SOURCE TEXT:
--

Extraction Pipeline User Guide -

How to extract and normalise key terms from short verbatim responses using TruVerbatim’s Entity Extraction pipeline.

Overview

The Extraction Pipeline is designed for responses that mention specific things – brands, products, features, places, or other named entities. Instead of clustering responses by meaning, the pipeline reads each response and pulls out every entity mentioned, corrects spelling variations, and builds a clean frequency-ranked codeframe.

Each response is assigned:

One or more extracted entities (e.g. “Nike”, “Adidas”)
A raw mention preserving the original text before normalisation

Step-by-Step Guide

Step 1: Upload Your Data

Open TruVerbatim and sign in
Drag and drop your CSV or Excel file onto the upload area in the chat
Select the column containing your verbatim responses

Optional: Enable auto-cleaning to remove personal information, profanity, duplicates, and blank rows.

--

DATASET ENTRIES:
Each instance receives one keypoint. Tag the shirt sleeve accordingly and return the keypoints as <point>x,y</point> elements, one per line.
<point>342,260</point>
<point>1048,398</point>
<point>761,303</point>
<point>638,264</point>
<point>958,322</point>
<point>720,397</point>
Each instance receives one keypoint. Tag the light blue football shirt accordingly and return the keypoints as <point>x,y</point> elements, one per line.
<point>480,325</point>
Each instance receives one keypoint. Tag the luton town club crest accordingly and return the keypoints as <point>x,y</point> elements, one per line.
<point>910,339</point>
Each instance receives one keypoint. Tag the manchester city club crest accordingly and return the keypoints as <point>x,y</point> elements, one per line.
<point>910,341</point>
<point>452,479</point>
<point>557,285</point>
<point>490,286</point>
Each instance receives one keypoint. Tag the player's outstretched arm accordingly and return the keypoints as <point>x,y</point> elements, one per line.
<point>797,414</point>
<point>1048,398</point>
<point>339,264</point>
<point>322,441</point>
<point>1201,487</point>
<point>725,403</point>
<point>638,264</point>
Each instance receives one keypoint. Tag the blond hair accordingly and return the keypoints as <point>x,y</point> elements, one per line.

--

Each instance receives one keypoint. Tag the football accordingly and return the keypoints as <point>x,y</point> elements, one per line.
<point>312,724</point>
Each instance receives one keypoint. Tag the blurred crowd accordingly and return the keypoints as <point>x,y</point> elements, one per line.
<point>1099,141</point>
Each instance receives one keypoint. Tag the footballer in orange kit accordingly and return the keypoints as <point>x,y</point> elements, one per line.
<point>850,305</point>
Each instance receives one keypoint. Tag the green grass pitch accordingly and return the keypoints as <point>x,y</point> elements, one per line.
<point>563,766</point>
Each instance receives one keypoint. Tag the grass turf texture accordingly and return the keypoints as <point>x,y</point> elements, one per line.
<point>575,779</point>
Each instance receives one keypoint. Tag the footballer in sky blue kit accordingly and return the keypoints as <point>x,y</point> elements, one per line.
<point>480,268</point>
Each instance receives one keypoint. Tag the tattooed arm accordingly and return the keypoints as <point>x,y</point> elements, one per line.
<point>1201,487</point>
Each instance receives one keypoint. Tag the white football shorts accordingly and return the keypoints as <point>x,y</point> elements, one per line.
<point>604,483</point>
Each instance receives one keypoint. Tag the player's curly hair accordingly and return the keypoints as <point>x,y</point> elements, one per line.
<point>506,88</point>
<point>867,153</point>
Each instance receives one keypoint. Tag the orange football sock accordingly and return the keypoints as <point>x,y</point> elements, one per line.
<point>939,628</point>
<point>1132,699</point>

--

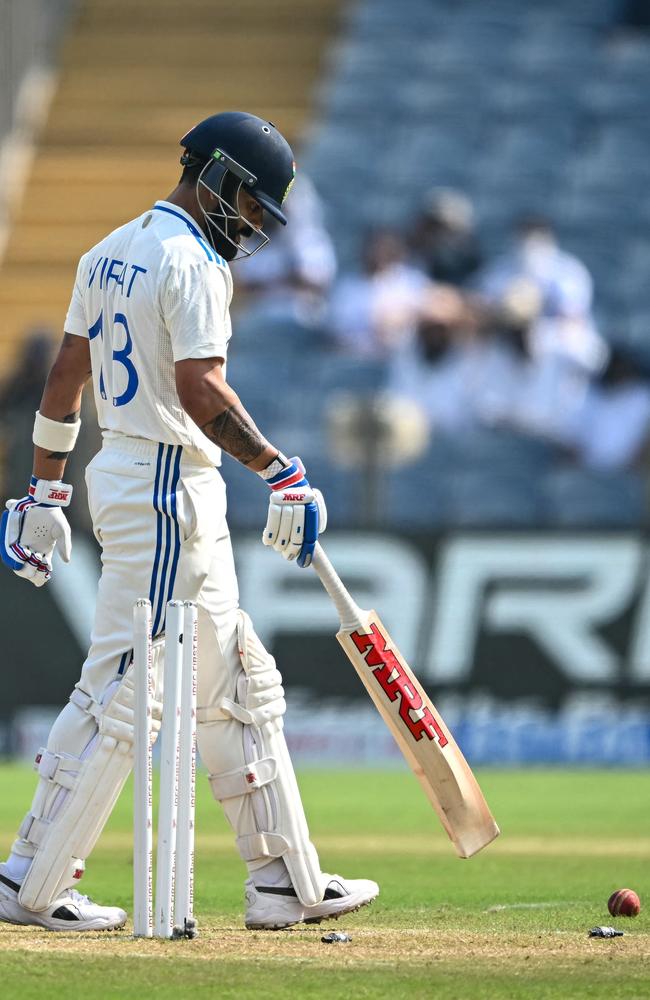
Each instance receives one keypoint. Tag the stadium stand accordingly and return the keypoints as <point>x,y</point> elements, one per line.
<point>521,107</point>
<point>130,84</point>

--

GIVEN TASK 1: In the extraction pipeline guide, copy the passage from "One or more" up to and including "and blank rows." word for word.
GIVEN TASK 2: Pick up the extraction pipeline guide after its final line and keep writing it.

RESULT 1:
One or more extracted entities (e.g. “Nike”, “Adidas”)
A raw mention preserving the original text before normalisation

Step-by-Step Guide

Step 1: Upload Your Data

Open TruVerbatim and sign in
Drag and drop your CSV or Excel file onto the upload area in the chat
Select the column containing your verbatim responses

Optional: Enable auto-cleaning to remove personal information, profanity, duplicates, and blank rows.

RESULT 2:
Step 2: Review the Recommendation

TruVerbatim analyses your data and presents a triage recommendation. If your responses are short or sparse, the system will recommend Key Term Extraction as the best approach.

You will see:

A recommendation card with a confidence score
A brief explanation of why extraction was recommended
Key data metrics (median response length, short response rate, vocabulary diversity)

If the recommendation shows “Thematic Analysis” but you know your data contains entity mentions, you can override and select “Key Term Extraction” instead.

Step 3: Select Key Term Extraction

Click the Key Term Extraction pipeline card. The analysis begins immediately.

Step 4: Watch the Analysis Run

Real-time progress updates appear in the chat:

Starting entity extraction pipeline – data is loaded and validated
Understanding your data – the system samples your responses to understand the domain (e.g. brands, products, places)
Extracting entities – the AI processes your responses in batches, with a progress percentage updating as it goes
Building codeframe – extracted entities are counted and ranked by frequency
Generating insight – the AI writes a brief summary of the findings

A progress bar shows the percentage complete throughout.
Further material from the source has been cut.